* **Exercise goal**
From the entries below, return only the lines starting at the one that contains "positive clicks: (209, 377)" and ending at the one that contains "338L229 339H227ZM229 344L237", exactly as they stand.

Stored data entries
◇ ◇ ◇ ◇ ◇

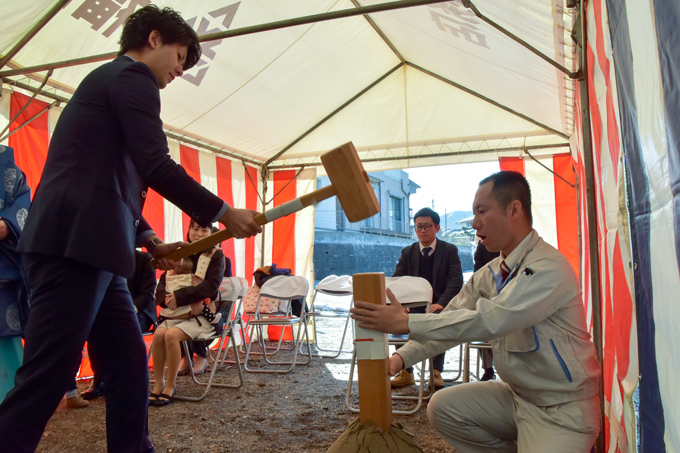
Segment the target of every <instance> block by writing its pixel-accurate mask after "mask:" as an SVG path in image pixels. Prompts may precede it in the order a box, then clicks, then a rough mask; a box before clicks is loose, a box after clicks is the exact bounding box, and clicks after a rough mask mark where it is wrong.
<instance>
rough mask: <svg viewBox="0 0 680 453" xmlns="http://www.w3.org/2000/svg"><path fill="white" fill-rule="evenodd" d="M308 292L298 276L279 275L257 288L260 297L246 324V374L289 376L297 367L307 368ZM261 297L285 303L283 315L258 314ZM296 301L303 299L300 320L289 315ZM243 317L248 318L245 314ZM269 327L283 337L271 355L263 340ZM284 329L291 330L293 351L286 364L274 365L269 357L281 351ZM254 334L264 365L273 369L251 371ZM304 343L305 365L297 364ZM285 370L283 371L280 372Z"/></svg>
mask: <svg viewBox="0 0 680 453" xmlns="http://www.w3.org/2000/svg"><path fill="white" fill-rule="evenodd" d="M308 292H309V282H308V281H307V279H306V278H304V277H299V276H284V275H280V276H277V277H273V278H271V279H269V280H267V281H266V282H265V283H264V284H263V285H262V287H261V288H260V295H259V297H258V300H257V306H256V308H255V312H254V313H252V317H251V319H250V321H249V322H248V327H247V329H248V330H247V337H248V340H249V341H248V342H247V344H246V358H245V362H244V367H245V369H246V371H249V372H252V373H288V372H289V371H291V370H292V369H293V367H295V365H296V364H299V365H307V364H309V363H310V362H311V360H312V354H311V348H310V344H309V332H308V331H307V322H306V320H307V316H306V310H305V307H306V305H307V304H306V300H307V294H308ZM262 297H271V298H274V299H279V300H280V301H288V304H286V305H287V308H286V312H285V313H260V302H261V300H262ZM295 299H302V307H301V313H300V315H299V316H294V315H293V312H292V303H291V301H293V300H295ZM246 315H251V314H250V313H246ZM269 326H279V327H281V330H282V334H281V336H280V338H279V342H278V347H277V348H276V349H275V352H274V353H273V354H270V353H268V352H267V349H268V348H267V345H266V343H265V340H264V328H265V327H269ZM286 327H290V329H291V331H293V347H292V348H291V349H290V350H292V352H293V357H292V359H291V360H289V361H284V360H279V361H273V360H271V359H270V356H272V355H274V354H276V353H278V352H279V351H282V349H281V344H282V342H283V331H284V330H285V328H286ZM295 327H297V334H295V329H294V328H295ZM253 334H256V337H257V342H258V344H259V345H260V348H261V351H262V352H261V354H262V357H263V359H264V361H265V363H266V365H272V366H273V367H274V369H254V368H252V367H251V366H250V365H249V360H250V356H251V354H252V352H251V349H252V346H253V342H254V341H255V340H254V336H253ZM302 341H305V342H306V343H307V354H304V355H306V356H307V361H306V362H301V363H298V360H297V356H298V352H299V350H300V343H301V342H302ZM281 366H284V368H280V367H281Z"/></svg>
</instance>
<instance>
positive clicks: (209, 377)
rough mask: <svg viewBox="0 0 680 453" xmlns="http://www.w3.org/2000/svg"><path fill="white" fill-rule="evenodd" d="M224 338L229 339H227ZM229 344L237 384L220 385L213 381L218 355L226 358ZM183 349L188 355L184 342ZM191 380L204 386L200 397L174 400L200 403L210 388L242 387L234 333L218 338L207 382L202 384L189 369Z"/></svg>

◇ ◇ ◇ ◇ ◇

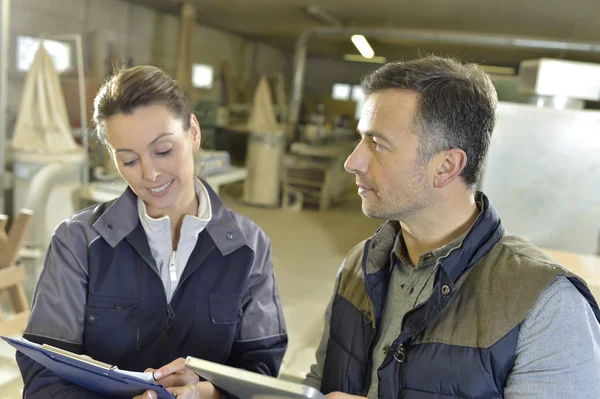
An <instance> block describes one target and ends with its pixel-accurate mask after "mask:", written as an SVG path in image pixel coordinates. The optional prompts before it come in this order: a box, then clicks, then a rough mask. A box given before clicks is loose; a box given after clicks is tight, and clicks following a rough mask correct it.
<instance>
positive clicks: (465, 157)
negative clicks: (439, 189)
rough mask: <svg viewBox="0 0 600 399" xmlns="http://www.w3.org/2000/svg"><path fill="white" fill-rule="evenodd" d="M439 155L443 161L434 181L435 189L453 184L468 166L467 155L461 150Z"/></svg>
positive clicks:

◇ ◇ ◇ ◇ ◇

* **Solution**
positive clicks: (209, 377)
rough mask: <svg viewBox="0 0 680 453" xmlns="http://www.w3.org/2000/svg"><path fill="white" fill-rule="evenodd" d="M224 338L229 339H227ZM229 344L237 384L220 385L213 381L218 355L226 358ZM183 349L188 355L184 342ZM191 380L204 386L200 397L174 400L200 403L210 388L242 387L234 333L218 338L207 382L202 384L189 369Z"/></svg>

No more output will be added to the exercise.